§ The problem: What follows is a listing to be transcribed exactly.

§ Data:
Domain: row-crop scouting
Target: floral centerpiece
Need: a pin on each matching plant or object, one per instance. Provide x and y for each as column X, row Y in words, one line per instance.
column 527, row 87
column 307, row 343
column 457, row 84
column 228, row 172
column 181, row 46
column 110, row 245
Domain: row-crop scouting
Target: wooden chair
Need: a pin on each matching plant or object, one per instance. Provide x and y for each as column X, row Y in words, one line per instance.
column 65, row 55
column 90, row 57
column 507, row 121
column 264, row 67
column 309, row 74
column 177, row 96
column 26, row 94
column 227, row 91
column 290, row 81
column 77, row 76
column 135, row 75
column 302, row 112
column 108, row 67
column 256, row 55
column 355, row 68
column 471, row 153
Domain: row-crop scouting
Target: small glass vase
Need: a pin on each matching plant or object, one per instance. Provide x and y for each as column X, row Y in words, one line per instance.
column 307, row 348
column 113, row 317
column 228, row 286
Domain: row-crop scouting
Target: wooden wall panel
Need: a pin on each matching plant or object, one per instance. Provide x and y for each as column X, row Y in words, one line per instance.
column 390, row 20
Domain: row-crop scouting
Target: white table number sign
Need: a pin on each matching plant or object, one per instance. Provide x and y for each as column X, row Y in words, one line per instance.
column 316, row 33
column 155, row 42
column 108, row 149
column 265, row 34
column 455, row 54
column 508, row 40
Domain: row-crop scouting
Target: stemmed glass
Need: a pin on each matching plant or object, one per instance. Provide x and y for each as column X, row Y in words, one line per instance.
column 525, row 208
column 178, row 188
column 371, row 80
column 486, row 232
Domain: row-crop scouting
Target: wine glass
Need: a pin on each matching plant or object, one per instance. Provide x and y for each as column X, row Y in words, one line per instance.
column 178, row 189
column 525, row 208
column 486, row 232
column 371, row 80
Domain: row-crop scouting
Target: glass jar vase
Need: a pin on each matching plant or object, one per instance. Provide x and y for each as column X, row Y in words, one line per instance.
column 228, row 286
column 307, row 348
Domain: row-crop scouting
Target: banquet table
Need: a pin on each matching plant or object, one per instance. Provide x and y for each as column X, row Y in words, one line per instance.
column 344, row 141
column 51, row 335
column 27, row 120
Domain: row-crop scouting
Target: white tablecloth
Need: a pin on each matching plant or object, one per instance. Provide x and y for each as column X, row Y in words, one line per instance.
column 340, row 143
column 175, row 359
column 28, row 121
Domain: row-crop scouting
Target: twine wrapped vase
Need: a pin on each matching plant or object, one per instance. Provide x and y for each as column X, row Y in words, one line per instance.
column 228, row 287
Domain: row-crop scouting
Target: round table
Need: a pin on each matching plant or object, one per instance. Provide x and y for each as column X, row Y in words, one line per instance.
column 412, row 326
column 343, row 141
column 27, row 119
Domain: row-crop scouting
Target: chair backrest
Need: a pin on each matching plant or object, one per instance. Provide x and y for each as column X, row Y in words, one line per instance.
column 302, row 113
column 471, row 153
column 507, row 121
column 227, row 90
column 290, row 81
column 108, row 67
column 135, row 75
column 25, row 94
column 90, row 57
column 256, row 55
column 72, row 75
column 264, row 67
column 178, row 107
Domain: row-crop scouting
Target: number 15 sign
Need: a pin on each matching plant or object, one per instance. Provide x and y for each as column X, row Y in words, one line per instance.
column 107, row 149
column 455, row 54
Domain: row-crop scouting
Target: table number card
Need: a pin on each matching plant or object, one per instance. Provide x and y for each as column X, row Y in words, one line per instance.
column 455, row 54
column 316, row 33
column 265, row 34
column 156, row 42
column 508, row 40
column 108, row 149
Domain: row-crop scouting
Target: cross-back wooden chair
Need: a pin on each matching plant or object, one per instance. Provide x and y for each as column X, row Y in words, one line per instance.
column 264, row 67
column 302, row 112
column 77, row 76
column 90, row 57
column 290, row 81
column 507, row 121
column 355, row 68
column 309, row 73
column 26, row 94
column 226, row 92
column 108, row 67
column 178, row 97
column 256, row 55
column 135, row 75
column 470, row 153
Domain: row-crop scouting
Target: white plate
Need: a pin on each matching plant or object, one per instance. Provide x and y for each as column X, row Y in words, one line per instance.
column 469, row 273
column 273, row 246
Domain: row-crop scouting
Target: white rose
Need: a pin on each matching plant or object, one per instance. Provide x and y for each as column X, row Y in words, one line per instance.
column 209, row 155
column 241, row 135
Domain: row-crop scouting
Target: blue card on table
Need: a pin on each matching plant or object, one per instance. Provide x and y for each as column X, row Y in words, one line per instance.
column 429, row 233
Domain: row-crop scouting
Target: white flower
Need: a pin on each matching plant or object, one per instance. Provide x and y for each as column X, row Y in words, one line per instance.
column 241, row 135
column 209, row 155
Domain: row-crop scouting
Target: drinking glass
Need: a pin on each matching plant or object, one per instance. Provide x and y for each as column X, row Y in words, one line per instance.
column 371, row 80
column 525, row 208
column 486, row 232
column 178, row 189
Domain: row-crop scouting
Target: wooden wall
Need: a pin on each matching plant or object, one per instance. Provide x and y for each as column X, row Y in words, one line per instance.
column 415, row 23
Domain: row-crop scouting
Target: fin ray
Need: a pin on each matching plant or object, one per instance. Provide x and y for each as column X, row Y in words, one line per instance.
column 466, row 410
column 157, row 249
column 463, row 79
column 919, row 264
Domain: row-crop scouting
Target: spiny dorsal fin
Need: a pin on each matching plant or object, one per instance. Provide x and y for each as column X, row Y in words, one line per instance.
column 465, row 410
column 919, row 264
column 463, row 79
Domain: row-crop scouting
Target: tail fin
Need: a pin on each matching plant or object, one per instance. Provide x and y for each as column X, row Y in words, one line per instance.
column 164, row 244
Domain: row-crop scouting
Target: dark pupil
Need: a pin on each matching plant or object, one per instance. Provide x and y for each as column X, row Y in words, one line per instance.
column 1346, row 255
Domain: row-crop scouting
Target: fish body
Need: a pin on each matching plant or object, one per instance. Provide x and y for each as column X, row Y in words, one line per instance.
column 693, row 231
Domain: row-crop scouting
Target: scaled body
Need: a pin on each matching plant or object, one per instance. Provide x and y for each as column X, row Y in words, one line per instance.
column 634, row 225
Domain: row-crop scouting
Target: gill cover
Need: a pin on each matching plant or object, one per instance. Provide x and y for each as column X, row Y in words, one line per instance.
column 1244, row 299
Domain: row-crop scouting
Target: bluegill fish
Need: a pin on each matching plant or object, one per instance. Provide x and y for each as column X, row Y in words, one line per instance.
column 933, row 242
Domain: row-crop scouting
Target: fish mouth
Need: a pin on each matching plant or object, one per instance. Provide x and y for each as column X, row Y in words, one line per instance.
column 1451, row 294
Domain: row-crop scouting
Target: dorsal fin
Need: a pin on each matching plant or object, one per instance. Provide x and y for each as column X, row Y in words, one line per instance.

§ The reply:
Domain: row-crop scouting
Target: floral centerpiece
Need: a pin on each matching plant or object, one per instance. Provide x and y for each as column X, row Y in words, one line per instance.
column 527, row 87
column 307, row 343
column 457, row 84
column 228, row 172
column 181, row 46
column 110, row 245
Domain: row-crop scouting
Target: wooden chair
Need: a pin on each matching plant or object, one per instance. Provide x and y for each as column X, row Y in words, one line per instance.
column 65, row 55
column 90, row 57
column 507, row 121
column 264, row 67
column 309, row 74
column 177, row 96
column 26, row 94
column 227, row 91
column 290, row 81
column 77, row 76
column 135, row 75
column 302, row 112
column 108, row 67
column 256, row 55
column 355, row 68
column 471, row 153
Domain: row-crop scouting
Target: small glass vase
Need: a pin on each matching plant or object, one per instance. Provide x and y for each as column X, row Y in words, one line per instance.
column 307, row 348
column 113, row 317
column 228, row 286
Domain: row-crop scouting
Target: wooden wall panel
Need: a pin on each matching plant or object, one per instance. Provide x and y for each as column X, row Y in words, one line per instance.
column 390, row 20
Domain: row-crop scouting
Target: white table number sign
Need: a pin on each matching plant or object, one per instance. Provide x and y for each as column X, row Y in words, one line per instance.
column 316, row 33
column 155, row 42
column 108, row 149
column 265, row 34
column 455, row 54
column 508, row 40
Domain: row-crop scouting
Target: stemmed glass
Need: a pin on each matching plant or object, one per instance. Provide x and y for each as column X, row Y in words, one line per instance.
column 525, row 208
column 178, row 188
column 371, row 80
column 486, row 232
Domain: row-crop scouting
Target: wine glass
Need: a pin on each matching plant or object, one per instance. Provide x and y for each as column X, row Y in words, one line per instance.
column 178, row 189
column 525, row 208
column 486, row 232
column 371, row 80
Domain: row-crop scouting
Target: glass jar vase
Need: a pin on each matching plant or object, one per instance. Provide x and y for each as column X, row Y in words, one line per instance.
column 228, row 286
column 307, row 348
Domain: row-crop scouting
Target: banquet table
Need: a pin on each matching plant or object, one per instance. Provide x and y for each as column X, row Y in words, one line per instance.
column 344, row 141
column 51, row 335
column 27, row 120
Domain: row-crop scouting
Target: white tablecloth
Need: a pin on each matching plant or object, one per instance. Provide x and y for each as column X, row Y in words, one line per instance.
column 340, row 143
column 175, row 359
column 28, row 121
Domain: row-crop scouting
Target: twine wrapped vase
Need: a pin on each matching plant or object, one per instance. Provide x and y for each as column X, row Y in words, one line per instance.
column 228, row 287
Domain: row-crop scouting
Target: round table
Need: a pin on each matching plant or object, one per instance. Provide x and y for each as column X, row Y in words, one line per instance.
column 412, row 326
column 343, row 141
column 27, row 119
Domain: row-crop scouting
Target: chair backrest
Need: a pin on each matching plant or object, one per instance. Provide x and y for each as column X, row Y in words, one line per instance.
column 302, row 113
column 471, row 153
column 507, row 121
column 227, row 90
column 290, row 81
column 108, row 67
column 135, row 75
column 25, row 94
column 90, row 57
column 256, row 55
column 72, row 75
column 264, row 67
column 178, row 107
Domain: row-crop scouting
Target: number 15 sign
Need: a pin on each matching plant or object, one per instance. Provide x and y for each as column X, row Y in words, one line per instance.
column 107, row 149
column 455, row 54
Domain: row-crop scouting
Target: table number card
Need: a pin on each matching plant or object, one per instance. Provide x and y for each as column X, row Y in words, one line per instance.
column 455, row 54
column 316, row 33
column 265, row 34
column 156, row 42
column 508, row 40
column 108, row 149
Domain: row-crop scouting
Target: cross-back wooden chair
Need: a pin on each matching plant or object, one per instance. Provide x and y for each as column X, row Y in words, one line per instance.
column 264, row 67
column 302, row 112
column 77, row 76
column 90, row 57
column 290, row 81
column 507, row 121
column 355, row 68
column 309, row 73
column 26, row 94
column 226, row 92
column 108, row 67
column 178, row 97
column 256, row 55
column 135, row 75
column 470, row 153
Domain: row-crop scouting
Target: white plate
Need: a pin on each matching plant or object, one per instance. Provide x and y for each as column X, row Y in words, one line per instance.
column 469, row 273
column 273, row 246
Domain: row-crop scouting
Target: white rose
Need: a pin on each matching plant or object, one per instance. Provide x and y for each as column X, row Y in words, one line per instance.
column 209, row 155
column 241, row 135
Domain: row-crop scouting
Target: blue card on table
Need: a pin on each matching plant or object, one per instance. Provide x and y for each as column X, row Y in words, one line per instance.
column 429, row 233
Domain: row-crop scouting
Target: white flower
Need: a pin on each matching plant or object, one per instance. Provide x and y for each as column X, row Y in words, one line per instance.
column 241, row 135
column 209, row 155
Domain: row-crop scouting
Target: drinking glass
Need: a pin on each matching plant or object, one per instance. Provide x and y for each as column X, row Y in words, one line per instance.
column 371, row 80
column 525, row 208
column 486, row 232
column 178, row 189
Domain: row-crop scouting
Target: wooden wall
Need: a pin on each matching plant or object, one per instance. Provide x and y for each as column X, row Y in words, one line per instance.
column 415, row 23
Domain: row-crop scouting
Target: fin ray
Need: a pin on each matching plant or object, one per instance. Provide x and y for each as column X, row Y in words, one line per instance.
column 466, row 410
column 157, row 249
column 463, row 79
column 919, row 264
Domain: row-crop scouting
Target: spiny dorsal fin
Need: a pin on each matching plant or object, one per instance. Provide x and y for each as column X, row Y in words, one line per instance.
column 465, row 410
column 919, row 264
column 463, row 79
Domain: row-crop scouting
Target: tail fin
Need: a pin on each matching plant or object, one per instance. Provide x and y for each as column X, row Y in words, one line per instance.
column 164, row 244
Domain: row-crop scouting
Target: dark pupil
Need: a pin on each matching plant or object, one per instance. Provide x and y for each as column X, row Y in words, one line per instance.
column 1346, row 255
Domain: row-crop scouting
Target: fish body
Need: a pin on each matching plant or object, one per instance. Provide x and y for each as column X, row Y in words, one line per instance.
column 693, row 231
Domain: row-crop scouting
Target: scaled body
Need: a pin on each matching plant or object, one per instance. Provide x and y for each as column X, row Y in words, one line per instance.
column 634, row 225
Domain: row-crop scouting
Target: gill cover
Need: a pin on each matching plant or object, one per instance. Provide x and y for each as column X, row Y in words, one line per instance.
column 1244, row 299
Domain: row-crop scouting
Target: bluegill fish
Need: a pin on each matching plant or object, one per instance. Provide x and y for each as column X, row Y in words, one line per instance.
column 933, row 242
Domain: row-crop scouting
Target: fish mouth
Need: a pin on each matching plant or object, one per instance. Provide x and y for each as column X, row Y in words, one line per instance.
column 1451, row 294
Domain: row-crop scouting
Target: dorsal fin
Need: a pin on each matching plant or object, one per instance. Provide x and y for each as column X, row Y in words, one line per instance.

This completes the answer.